Dataset rows
-----
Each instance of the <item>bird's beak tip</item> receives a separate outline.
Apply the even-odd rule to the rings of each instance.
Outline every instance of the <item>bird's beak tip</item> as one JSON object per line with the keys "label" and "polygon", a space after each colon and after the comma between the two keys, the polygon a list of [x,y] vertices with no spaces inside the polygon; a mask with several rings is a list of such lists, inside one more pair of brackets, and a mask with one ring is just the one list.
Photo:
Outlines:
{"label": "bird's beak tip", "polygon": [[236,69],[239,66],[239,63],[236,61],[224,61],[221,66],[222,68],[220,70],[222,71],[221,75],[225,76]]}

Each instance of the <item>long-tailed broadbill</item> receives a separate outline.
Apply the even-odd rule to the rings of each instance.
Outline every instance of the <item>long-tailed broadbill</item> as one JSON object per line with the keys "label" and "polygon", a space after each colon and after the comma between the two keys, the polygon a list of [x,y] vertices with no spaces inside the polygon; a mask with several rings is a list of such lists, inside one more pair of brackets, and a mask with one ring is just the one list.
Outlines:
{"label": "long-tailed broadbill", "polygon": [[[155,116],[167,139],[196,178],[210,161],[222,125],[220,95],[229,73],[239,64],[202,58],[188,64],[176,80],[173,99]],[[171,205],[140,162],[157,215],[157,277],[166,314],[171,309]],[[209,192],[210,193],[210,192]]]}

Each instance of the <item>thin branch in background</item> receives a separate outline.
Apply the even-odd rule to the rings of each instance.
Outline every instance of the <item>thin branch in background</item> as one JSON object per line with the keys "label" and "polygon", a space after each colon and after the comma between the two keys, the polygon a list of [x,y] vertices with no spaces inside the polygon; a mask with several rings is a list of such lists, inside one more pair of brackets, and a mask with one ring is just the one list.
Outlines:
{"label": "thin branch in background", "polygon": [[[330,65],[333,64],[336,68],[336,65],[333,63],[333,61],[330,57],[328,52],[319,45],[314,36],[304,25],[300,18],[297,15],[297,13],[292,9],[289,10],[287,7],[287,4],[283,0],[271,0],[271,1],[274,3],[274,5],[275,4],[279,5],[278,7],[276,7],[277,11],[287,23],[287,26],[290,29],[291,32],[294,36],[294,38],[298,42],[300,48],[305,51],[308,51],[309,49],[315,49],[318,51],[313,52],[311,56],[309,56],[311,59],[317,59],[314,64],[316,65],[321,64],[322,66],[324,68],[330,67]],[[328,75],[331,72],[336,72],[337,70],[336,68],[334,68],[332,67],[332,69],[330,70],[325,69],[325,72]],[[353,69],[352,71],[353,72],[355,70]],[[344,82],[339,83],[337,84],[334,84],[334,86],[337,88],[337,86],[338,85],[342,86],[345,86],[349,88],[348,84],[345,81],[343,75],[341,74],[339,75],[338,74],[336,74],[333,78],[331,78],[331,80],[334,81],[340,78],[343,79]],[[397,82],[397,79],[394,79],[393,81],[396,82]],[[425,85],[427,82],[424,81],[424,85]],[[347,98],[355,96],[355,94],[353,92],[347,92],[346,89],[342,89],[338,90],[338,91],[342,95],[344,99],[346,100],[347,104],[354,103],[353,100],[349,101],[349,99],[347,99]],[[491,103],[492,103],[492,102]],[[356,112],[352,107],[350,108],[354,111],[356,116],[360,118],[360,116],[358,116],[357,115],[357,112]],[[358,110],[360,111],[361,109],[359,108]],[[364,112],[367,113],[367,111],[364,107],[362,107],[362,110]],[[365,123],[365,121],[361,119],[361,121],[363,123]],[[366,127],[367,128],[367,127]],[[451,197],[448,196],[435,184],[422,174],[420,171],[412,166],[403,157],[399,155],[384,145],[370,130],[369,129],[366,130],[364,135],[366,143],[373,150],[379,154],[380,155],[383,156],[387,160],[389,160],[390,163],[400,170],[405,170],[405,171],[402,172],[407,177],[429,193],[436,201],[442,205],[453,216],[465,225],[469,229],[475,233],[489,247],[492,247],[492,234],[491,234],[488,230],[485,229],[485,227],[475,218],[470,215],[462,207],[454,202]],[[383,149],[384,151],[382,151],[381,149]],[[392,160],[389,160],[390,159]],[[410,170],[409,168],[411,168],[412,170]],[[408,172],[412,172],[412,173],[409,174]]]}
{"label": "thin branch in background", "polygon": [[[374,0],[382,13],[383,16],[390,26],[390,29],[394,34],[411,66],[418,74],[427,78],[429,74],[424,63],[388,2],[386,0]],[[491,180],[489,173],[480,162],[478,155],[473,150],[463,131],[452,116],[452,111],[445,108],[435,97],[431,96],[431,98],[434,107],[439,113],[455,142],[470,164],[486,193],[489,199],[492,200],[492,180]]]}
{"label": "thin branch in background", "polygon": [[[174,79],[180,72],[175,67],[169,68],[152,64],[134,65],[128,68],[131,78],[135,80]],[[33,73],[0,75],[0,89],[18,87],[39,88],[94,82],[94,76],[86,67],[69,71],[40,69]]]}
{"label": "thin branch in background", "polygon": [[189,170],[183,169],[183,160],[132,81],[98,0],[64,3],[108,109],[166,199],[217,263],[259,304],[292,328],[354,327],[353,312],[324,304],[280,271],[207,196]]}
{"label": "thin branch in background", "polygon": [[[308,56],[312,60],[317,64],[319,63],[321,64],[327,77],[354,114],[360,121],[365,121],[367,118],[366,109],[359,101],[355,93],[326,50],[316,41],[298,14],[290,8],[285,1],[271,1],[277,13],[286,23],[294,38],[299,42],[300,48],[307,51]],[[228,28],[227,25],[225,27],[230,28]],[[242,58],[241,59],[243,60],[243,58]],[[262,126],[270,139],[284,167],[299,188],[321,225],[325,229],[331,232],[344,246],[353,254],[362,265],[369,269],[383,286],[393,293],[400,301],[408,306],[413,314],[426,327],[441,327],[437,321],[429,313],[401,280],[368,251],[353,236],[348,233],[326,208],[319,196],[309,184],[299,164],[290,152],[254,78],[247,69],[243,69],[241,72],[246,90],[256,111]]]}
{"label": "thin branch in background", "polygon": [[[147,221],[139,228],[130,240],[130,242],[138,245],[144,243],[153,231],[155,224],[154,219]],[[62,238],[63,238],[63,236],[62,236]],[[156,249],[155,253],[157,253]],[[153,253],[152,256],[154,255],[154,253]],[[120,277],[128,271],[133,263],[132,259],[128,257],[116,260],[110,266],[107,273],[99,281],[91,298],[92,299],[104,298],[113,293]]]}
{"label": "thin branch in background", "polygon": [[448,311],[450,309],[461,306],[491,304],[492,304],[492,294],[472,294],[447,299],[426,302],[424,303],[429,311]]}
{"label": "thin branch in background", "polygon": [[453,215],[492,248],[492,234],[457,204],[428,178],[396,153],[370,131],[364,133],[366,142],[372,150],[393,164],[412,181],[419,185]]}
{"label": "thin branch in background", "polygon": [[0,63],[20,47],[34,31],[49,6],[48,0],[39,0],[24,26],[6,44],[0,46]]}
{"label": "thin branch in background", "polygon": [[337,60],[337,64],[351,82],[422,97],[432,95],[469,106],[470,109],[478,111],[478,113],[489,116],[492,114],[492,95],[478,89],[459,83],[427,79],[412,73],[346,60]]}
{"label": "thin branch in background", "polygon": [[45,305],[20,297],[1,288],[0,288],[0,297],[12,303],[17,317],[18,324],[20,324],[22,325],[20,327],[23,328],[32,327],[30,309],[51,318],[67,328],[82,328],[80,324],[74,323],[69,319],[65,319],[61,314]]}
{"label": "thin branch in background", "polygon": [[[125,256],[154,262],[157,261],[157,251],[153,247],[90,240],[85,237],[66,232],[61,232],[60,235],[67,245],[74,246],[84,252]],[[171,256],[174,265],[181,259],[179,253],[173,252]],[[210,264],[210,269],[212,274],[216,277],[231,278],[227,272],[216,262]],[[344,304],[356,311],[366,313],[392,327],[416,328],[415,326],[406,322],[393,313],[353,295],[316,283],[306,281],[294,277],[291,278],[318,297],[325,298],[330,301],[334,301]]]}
-----
◆ **Aim**
Pick out every line of the dataset rows that contains the word "receives", matching case exactly, and copy each one.

◆ **Response**
Each instance of the <item>bird's beak tip</item> receives a separate outline.
Each instance of the <item>long-tailed broadbill</item> receives a separate outline.
Each instance of the <item>thin branch in background</item> receives a separate outline.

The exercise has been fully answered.